■ Extrait à lire

Retour sur L’Âge d’Or Festival

Du cinéma expérimental, des rencontres, discussions, une master class, … Depuis quatre ans, l’Age d’Or festival, accueilli par Cinematek, n’en finit pas de célébrer des artistes et cinéastes dont le travail réinvente le cinéma.

On dit de lui qu’il serait hermétique, impénétrable, étrange voire facile, mais en réalité, le cinéma expérimental qu’est-ce que c’est ? Rien de si sorcier finalement, mais plutôt une façon nouvelle de penser la vie, de regarder le monde. A mi-chemin entre le white cube et les salles obscures, le cinéma expérimental est là pour se (nous) poser les bonnes questions : comment appréhender la narration par une structure narrative qui déroge au classicisme de ses règles fondamentales, comment accoucher de nouveaux codes de représentation sans se heurter au consensus collectif et sociétal. S’émanciper de la fantasmagorie blockbusterienne et s’infiltrer dans le cinéma par la porte du moi et ses circuits économiques alternatifs, le cinéma expérimental comme cinéma « pur », « absolu », « underground », le cinéma expérimental comme art total, au plus proche de ceux qui le façonnent.

■ Votre tâche
Rédigez la suite de l'article ci-dessus sur L'Âge d'Or Festival, en reprenant juste après sa dernière phrase.

■ Jeu de données
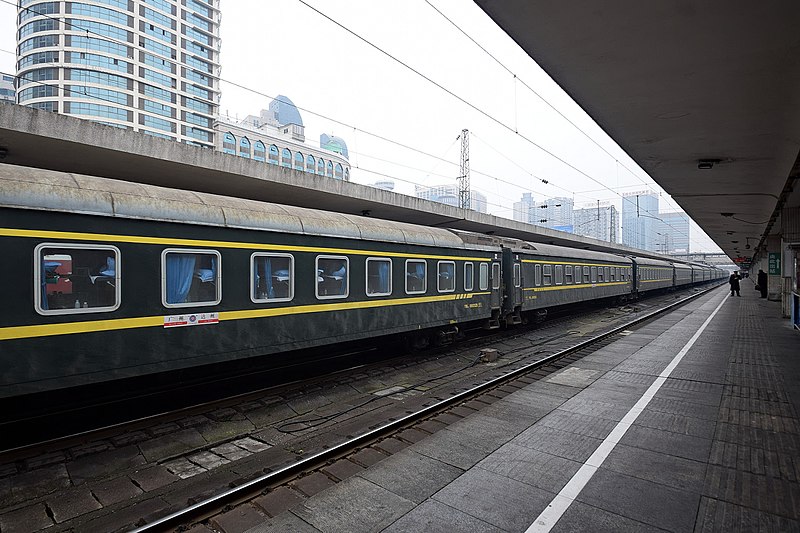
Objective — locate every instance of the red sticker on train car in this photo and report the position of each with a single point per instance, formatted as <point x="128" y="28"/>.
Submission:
<point x="196" y="319"/>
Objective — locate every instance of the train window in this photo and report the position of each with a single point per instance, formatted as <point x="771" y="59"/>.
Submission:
<point x="271" y="277"/>
<point x="379" y="277"/>
<point x="76" y="278"/>
<point x="416" y="276"/>
<point x="483" y="282"/>
<point x="446" y="275"/>
<point x="190" y="278"/>
<point x="332" y="277"/>
<point x="469" y="276"/>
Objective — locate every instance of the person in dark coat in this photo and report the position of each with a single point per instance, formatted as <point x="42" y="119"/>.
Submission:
<point x="734" y="282"/>
<point x="762" y="282"/>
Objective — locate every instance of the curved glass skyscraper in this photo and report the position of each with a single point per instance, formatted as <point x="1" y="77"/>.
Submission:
<point x="148" y="65"/>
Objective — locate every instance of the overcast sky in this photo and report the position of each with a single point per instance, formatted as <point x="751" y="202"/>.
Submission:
<point x="331" y="60"/>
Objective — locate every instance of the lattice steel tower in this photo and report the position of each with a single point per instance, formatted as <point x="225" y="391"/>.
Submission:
<point x="463" y="179"/>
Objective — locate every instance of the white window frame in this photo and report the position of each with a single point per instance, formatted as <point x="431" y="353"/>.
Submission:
<point x="316" y="276"/>
<point x="37" y="280"/>
<point x="439" y="274"/>
<point x="366" y="276"/>
<point x="218" y="281"/>
<point x="547" y="275"/>
<point x="252" y="278"/>
<point x="470" y="278"/>
<point x="483" y="277"/>
<point x="405" y="276"/>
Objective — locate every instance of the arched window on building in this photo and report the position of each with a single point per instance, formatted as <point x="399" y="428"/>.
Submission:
<point x="244" y="147"/>
<point x="259" y="151"/>
<point x="229" y="143"/>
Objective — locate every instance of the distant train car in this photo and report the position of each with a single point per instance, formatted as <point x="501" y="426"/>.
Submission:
<point x="108" y="279"/>
<point x="652" y="275"/>
<point x="684" y="274"/>
<point x="556" y="275"/>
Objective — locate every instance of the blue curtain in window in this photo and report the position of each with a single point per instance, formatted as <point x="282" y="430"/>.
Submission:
<point x="45" y="304"/>
<point x="342" y="273"/>
<point x="383" y="276"/>
<point x="268" y="278"/>
<point x="420" y="268"/>
<point x="180" y="269"/>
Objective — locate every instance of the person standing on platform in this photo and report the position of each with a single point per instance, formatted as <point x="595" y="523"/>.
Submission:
<point x="762" y="281"/>
<point x="734" y="282"/>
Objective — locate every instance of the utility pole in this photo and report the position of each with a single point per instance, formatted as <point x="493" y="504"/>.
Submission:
<point x="463" y="179"/>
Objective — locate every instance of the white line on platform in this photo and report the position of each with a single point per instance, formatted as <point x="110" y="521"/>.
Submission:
<point x="556" y="508"/>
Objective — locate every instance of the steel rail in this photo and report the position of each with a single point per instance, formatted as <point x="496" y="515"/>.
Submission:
<point x="218" y="501"/>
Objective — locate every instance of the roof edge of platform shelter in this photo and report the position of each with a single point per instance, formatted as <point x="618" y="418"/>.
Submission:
<point x="86" y="147"/>
<point x="702" y="95"/>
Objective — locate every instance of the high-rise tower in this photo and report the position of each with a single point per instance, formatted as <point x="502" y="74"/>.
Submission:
<point x="147" y="65"/>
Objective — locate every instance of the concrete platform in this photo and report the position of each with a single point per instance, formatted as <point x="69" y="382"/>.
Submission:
<point x="687" y="424"/>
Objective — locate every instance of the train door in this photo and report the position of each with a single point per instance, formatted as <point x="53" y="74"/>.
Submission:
<point x="495" y="284"/>
<point x="496" y="279"/>
<point x="513" y="294"/>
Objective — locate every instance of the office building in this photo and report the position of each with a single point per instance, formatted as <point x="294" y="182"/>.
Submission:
<point x="524" y="210"/>
<point x="673" y="233"/>
<point x="7" y="92"/>
<point x="555" y="213"/>
<point x="147" y="65"/>
<point x="599" y="222"/>
<point x="448" y="194"/>
<point x="640" y="220"/>
<point x="277" y="136"/>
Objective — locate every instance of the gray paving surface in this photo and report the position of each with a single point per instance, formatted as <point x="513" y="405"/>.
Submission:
<point x="717" y="448"/>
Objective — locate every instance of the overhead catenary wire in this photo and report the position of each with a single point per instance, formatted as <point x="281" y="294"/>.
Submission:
<point x="372" y="134"/>
<point x="517" y="80"/>
<point x="481" y="111"/>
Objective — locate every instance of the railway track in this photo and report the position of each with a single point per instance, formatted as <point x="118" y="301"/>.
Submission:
<point x="411" y="395"/>
<point x="499" y="386"/>
<point x="54" y="426"/>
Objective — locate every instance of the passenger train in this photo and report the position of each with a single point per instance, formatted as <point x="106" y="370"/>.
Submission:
<point x="106" y="280"/>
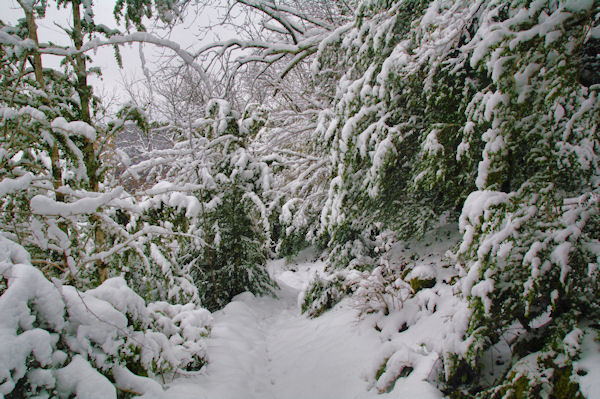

■ Réponse rédigée
Pari risqué donc, mais pari, une nouvelle fois, réussi pour L’Age d’Or. Mixité entre artistes jeunes ou confirmés, modernes ou contemporains, sans limite de genre, durée ou géographie ; les programmateurs du festival n’ont savamment laissé quiconque sur sa fin.

A ceux qui n’avaient pas eu la chance de rencontrer son travail, notamment lors de l’édition de 2016 du Brussels Art Film Festival, le focus Time, a Hesitant Smile mis à l’honneur l’œuvre de Joan Grimonprez au travers une rétrospective, pensée par l’artiste, de l’entièreté de sa filmographie en dialogue avec son travail plastique visible au foyer de la Cinematek.

Par-delà cette perspective d’interconnexion et d’entrelacement des œuvres, le programme Object of Desire, carte blanche offerte à l’artiste autrichienne Antoinette Zwirchmayr, esquisse les liens, avec clairvoyance, entre son travail et d’autres films qui leur font écho tels que Jícaro (2016) de Rosa John, Closed Circuit (2014) de Sasha Pirker ou encore Timing (1973-1980) de Dora Maurer.

Parallèlement, deux focus rétrospectifs rendaient hommage respectivement à la richesse du cinéma d’avant-garde Argentin avec le programme Incisions and Imprints : Argentine Experimental Cinema et à la mouvance féministe britannique des années 80 par le cycle Distribute and Circulate : Women’s experimental filmmaking in Britain organisé par Charlotte Procter membre du distributeur LUX, à l’origine du projet de restauration des films projetés, à l’occasion du 50ème anniversaire de la LFMC (London Filmmakers Co-operative).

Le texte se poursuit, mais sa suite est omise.